**Exercise goal**
Rewrite the data below, changing "bounding boxes" to "box coordinates" and leaving every other part unchanged.

**Input data**
»»

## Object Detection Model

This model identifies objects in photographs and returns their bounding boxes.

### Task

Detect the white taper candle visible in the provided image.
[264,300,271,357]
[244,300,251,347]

««

**Solution for this exercise**
## Object Detection Model

This model identifies objects in photographs and returns their box coordinates.

### Task

Detect the white taper candle visible in the provided image.
[264,300,271,357]
[244,300,251,347]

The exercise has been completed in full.